* start Reading text *
Twenty years after first reading it, it was a joy to reread.  While I remembered a lot of the characters and the general stories of the book, I had forgotten the detail, so it was like visiting an old friend you haven't seen for a while, and having a good catchup, retelling all the old anecdotes, but it still felt new.  Plenty of colour, some great descriptions of fabulous food, humour and affection for their new neighbours and friends, and while probably the first of this style of book, definitely one of the best I've read, and still feels fresh and relevant today.

Posted

The Taste of Apple Seeds by Katharina Hagena

 

Synopsis (from amazon.co.uk):

For Iris, childhood memories are of long hot summers spent playing with her cousin Rosmarie in her grandmother's garden, a place where redcurrants turned to pale tears on the branches of trees and beautiful Aunt Inga shook sparks from the tips of her fingers. But now her grandmother is dead and, along with inheriting the property, Iris finds that she also inherits her family's darkest secrets.

 

Reluctant to keep it, but reluctant to sell, Iris spends one more summer at the house. By day she swims at the local lake, where she rediscovers a childhood companion. Alone at night she roams through the familiar rooms, exploring the tall black shadows of the past. In the flicker between remembrance and forgetting, Iris recalls an enigmatic grandfather who went to war and came back a different man, the night her cousin Rosmarie fell through the conservatory roof and shattered her family's lives, and a moment of love that made the old tree in the orchard bloom overnight.

 

Review:

When I go to independent bookshops to browse for books, I'm often drawn to translated fiction, as it's something I don't often come across in the bigger stores, such as Waterstone's, or when browsing online, as there the selection of books is too great and I find it harder for books to jump out at me.  I bought this one at the Falmouth Bookseller while on holiday, as I loved the title, and when I found out the author was German, I was even more intrigued, as I don't think I've read any contemporary German authors at all.
* end Reading text *
> [Task list]
a) Copy out the book review above in full, word for word.
b) Count how many lines of the entries below contain the word "brown", and reply with that number alone.
The book review and the entries that come after it have no connection to each other.
* start Material *
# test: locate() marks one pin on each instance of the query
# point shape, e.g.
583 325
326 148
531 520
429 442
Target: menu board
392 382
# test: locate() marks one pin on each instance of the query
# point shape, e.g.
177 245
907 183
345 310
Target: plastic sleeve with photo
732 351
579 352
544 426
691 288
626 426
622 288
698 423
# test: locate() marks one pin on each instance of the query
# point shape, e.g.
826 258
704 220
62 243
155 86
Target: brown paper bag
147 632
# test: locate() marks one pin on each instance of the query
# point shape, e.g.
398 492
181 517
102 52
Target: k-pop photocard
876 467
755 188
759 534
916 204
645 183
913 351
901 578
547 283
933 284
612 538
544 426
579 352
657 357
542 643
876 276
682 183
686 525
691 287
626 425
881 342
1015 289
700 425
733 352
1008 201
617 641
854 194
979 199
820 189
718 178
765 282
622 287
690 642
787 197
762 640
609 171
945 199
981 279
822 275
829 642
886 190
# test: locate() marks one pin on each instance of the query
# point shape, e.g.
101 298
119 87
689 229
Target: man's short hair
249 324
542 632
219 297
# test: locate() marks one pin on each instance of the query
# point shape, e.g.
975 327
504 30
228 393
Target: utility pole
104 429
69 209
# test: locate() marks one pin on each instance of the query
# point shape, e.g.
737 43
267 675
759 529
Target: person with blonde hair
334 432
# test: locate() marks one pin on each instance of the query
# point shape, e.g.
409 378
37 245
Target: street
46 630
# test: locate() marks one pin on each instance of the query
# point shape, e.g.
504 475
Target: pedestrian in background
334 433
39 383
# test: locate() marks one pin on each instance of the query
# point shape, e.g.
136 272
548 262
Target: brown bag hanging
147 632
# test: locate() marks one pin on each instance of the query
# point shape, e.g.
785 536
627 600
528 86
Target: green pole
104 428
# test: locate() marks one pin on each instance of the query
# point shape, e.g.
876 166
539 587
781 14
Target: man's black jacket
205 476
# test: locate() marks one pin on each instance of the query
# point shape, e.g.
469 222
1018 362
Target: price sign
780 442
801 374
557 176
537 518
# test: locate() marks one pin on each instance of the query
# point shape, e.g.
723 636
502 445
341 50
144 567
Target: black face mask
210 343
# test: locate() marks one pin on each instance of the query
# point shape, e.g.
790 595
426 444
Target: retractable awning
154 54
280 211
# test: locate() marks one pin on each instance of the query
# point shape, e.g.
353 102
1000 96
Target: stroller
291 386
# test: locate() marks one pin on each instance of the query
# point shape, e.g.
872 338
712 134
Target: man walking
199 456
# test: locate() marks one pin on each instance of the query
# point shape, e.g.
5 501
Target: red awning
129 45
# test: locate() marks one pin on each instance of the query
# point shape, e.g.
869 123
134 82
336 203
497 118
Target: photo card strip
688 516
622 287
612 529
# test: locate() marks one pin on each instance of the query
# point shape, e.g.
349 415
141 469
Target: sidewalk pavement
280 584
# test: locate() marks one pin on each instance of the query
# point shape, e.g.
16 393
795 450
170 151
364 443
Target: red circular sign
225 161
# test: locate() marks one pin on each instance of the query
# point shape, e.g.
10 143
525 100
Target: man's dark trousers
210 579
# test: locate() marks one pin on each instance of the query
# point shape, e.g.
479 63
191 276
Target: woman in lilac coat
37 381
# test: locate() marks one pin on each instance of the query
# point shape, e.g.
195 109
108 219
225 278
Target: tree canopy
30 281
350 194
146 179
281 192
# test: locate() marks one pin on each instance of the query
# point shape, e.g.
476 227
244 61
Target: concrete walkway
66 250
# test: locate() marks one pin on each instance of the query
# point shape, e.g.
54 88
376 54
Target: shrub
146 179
* end Material *
> [Expected results]
a)
Twenty years after first reading it, it was a joy to reread.  While I remembered a lot of the characters and the general stories of the book, I had forgotten the detail, so it was like visiting an old friend you haven't seen for a while, and having a good catchup, retelling all the old anecdotes, but it still felt new.  Plenty of colour, some great descriptions of fabulous food, humour and affection for their new neighbours and friends, and while probably the first of this style of book, definitely one of the best I've read, and still feels fresh and relevant today.

Posted

The Taste of Apple Seeds by Katharina Hagena

 

Synopsis (from amazon.co.uk):

For Iris, childhood memories are of long hot summers spent playing with her cousin Rosmarie in her grandmother's garden, a place where redcurrants turned to pale tears on the branches of trees and beautiful Aunt Inga shook sparks from the tips of her fingers. But now her grandmother is dead and, along with inheriting the property, Iris finds that she also inherits her family's darkest secrets.

 

Reluctant to keep it, but reluctant to sell, Iris spends one more summer at the house. By day she swims at the local lake, where she rediscovers a childhood companion. Alone at night she roams through the familiar rooms, exploring the tall black shadows of the past. In the flicker between remembrance and forgetting, Iris recalls an enigmatic grandfather who went to war and came back a different man, the night her cousin Rosmarie fell through the conservatory roof and shattered her family's lives, and a moment of love that made the old tree in the orchard bloom overnight.

 

Review:

When I go to independent bookshops to browse for books, I'm often drawn to translated fiction, as it's something I don't often come across in the bigger stores, such as Waterstone's, or when browsing online, as there the selection of books is too great and I find it harder for books to jump out at me.  I bought this one at the Falmouth Bookseller while on holiday, as I loved the title, and when I found out the author was German, I was even more intrigued, as I don't think I've read any contemporary German authors at all.

b) 2